"""
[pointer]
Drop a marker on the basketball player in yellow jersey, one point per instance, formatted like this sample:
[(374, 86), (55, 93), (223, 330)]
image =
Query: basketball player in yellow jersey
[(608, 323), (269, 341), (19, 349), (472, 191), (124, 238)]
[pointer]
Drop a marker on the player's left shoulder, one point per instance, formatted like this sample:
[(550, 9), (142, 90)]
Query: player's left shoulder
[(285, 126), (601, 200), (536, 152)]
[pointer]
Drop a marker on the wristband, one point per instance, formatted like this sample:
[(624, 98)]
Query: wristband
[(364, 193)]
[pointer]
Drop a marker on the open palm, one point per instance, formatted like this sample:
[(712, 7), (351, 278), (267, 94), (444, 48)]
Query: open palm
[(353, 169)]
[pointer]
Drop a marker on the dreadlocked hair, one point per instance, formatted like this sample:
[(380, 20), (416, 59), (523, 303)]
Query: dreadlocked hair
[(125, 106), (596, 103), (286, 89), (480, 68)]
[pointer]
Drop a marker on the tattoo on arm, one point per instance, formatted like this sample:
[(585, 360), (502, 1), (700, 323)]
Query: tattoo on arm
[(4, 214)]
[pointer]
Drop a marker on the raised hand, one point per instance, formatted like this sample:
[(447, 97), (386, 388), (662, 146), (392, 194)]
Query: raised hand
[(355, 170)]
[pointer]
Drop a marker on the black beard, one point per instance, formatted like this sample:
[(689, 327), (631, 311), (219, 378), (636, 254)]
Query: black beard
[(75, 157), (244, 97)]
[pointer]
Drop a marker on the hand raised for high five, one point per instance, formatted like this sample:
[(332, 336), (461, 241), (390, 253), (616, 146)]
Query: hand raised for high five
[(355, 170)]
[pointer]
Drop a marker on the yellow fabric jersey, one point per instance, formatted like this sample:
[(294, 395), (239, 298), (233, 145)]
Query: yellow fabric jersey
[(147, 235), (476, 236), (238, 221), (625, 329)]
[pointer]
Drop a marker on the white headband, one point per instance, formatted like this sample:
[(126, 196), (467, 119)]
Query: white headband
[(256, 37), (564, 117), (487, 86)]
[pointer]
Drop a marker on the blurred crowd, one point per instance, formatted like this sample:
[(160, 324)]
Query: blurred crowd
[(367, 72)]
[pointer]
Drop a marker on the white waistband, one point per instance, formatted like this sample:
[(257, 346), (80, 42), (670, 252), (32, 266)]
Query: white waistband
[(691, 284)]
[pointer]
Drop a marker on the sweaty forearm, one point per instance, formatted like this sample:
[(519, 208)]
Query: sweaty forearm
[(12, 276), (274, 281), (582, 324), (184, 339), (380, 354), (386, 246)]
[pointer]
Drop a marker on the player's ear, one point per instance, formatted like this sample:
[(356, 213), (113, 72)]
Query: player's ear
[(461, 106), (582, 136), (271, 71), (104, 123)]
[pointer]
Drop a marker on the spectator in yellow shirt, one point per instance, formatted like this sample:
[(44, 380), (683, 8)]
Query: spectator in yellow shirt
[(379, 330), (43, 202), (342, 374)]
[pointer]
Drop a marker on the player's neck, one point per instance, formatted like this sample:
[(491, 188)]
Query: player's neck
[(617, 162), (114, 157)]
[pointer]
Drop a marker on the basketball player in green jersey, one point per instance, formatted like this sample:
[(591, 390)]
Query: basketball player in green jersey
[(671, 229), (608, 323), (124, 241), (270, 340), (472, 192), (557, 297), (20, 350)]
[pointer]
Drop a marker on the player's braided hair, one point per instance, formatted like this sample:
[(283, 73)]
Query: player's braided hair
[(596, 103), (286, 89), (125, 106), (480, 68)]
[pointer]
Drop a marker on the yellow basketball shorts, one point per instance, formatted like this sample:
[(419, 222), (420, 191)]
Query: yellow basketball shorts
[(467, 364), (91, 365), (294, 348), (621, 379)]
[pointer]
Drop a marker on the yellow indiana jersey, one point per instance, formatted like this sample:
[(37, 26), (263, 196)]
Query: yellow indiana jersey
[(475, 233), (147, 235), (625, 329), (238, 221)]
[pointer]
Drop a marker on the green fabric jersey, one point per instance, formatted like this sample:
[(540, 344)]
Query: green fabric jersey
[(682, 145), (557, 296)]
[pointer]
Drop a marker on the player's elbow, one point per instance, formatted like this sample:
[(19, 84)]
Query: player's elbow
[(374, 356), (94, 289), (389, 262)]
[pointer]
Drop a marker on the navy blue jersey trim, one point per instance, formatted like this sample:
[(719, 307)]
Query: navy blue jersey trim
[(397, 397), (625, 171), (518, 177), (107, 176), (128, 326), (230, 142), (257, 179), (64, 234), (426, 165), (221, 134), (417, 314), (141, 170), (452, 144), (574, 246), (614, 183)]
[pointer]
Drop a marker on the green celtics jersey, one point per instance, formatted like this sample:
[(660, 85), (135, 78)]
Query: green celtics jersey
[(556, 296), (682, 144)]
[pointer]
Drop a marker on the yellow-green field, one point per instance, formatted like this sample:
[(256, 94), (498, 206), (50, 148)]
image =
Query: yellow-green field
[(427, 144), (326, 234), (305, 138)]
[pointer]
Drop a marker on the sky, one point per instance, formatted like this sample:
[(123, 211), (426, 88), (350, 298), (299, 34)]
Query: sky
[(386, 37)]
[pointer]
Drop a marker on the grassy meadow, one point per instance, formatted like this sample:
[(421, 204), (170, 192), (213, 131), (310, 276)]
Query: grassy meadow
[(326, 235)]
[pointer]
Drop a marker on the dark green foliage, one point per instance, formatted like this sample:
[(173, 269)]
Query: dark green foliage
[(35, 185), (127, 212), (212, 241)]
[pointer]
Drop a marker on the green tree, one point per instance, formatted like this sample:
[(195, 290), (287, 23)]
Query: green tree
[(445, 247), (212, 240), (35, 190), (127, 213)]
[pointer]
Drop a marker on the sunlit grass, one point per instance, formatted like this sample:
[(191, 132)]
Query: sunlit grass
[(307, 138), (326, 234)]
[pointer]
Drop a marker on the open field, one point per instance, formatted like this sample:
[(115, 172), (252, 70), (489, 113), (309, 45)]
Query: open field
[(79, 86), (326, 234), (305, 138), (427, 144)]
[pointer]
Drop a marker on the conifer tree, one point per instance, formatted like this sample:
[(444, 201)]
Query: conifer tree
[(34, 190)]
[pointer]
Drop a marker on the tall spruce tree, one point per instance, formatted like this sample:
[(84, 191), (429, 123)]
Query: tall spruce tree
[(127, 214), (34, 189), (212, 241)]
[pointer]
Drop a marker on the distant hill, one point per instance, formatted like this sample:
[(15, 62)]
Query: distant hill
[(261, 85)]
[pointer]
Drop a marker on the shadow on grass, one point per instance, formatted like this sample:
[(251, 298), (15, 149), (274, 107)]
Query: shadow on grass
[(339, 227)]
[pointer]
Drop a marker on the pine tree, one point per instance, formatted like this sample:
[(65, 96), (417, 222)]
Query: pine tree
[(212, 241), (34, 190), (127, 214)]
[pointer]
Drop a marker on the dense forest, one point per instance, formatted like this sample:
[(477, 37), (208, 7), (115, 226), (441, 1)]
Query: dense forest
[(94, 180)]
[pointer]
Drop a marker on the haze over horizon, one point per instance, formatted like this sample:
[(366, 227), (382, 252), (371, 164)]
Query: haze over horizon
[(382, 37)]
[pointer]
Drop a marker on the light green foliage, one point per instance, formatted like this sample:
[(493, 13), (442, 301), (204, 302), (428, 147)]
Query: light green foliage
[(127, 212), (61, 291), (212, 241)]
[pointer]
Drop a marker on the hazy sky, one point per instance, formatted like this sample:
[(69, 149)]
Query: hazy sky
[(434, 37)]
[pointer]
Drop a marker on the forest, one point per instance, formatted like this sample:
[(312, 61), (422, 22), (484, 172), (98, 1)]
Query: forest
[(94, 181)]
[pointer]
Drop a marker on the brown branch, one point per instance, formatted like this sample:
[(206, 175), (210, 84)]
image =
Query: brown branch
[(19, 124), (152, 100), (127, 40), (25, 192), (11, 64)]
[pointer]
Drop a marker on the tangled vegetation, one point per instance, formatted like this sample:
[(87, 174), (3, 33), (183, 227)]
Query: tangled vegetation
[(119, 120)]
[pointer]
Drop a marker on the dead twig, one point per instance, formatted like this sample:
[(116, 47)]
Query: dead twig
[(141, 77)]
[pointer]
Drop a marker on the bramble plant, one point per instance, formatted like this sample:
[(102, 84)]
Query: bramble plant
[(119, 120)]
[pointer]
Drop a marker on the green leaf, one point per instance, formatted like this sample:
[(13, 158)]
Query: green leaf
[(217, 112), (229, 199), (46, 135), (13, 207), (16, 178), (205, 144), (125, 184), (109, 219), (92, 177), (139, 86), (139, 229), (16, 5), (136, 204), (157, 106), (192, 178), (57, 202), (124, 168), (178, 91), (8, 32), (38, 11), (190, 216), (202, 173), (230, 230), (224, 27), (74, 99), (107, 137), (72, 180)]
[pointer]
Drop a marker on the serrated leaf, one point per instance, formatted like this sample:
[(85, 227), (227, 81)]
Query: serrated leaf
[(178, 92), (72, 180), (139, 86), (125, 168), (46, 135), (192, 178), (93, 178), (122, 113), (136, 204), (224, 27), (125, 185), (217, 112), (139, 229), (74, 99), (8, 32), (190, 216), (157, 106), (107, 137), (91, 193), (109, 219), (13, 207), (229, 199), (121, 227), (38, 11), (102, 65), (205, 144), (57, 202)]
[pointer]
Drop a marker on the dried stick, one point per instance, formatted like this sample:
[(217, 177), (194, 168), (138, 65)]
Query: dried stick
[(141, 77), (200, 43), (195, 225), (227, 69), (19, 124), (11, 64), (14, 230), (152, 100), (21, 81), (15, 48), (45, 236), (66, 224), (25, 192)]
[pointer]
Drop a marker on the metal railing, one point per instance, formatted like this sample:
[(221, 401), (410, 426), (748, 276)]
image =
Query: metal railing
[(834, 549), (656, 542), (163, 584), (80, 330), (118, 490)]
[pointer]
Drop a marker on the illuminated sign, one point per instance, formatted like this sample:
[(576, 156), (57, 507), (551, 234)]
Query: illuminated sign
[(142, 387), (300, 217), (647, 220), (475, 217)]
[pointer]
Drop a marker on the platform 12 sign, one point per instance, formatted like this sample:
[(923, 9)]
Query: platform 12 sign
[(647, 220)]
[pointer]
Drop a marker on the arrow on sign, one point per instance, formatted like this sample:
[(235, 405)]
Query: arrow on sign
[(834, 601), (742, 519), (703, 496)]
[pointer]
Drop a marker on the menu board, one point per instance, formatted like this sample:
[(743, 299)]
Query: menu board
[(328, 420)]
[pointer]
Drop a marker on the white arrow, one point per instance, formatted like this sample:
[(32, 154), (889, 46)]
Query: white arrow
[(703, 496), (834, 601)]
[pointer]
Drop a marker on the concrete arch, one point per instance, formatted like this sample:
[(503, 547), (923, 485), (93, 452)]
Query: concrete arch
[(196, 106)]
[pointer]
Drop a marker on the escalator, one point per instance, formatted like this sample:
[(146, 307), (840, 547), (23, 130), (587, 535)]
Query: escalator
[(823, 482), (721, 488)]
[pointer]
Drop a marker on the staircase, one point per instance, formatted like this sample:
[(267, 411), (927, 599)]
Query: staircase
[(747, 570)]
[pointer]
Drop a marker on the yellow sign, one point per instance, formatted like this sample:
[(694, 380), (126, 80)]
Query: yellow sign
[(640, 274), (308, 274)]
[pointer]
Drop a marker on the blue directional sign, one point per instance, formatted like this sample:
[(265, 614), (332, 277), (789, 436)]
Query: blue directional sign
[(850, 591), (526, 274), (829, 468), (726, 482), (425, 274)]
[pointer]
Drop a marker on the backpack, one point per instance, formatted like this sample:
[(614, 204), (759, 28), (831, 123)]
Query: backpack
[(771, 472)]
"""
Reproduce the items word for word, from the first line of the items through the line holding "[(608, 323), (269, 341), (19, 349), (472, 191), (124, 238)]", inclusive.

#### Answer for the task
[pointer]
Drop a marker on the basketball player in yellow jersey, one point per instance, formatted like this sample:
[(374, 86), (55, 93), (223, 330)]
image =
Query: basketball player in yellow jersey
[(608, 323), (269, 341), (19, 349), (472, 191), (124, 238)]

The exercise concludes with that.